Work instructions —
How many lines in the material below contain the word "each"? Answer with the number alone.

━━ Dataset records ━━

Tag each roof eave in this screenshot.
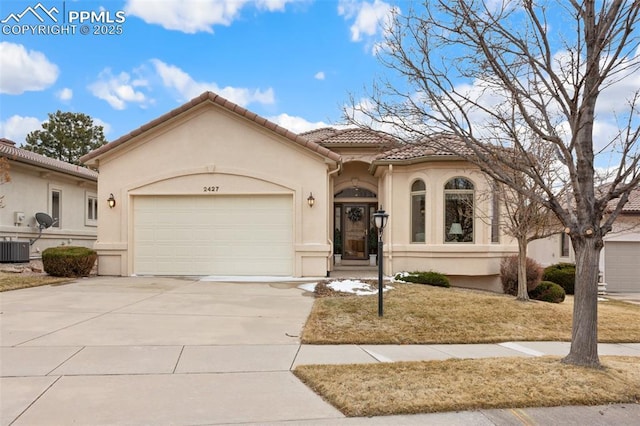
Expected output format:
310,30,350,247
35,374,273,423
81,91,341,165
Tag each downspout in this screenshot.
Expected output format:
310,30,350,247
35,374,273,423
327,160,342,274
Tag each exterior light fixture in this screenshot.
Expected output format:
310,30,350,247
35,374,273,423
307,193,315,208
373,207,389,317
107,193,116,209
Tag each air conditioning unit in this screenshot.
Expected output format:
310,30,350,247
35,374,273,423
0,241,30,263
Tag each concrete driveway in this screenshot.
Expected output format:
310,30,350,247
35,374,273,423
1,276,344,425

━━━

Task result —
5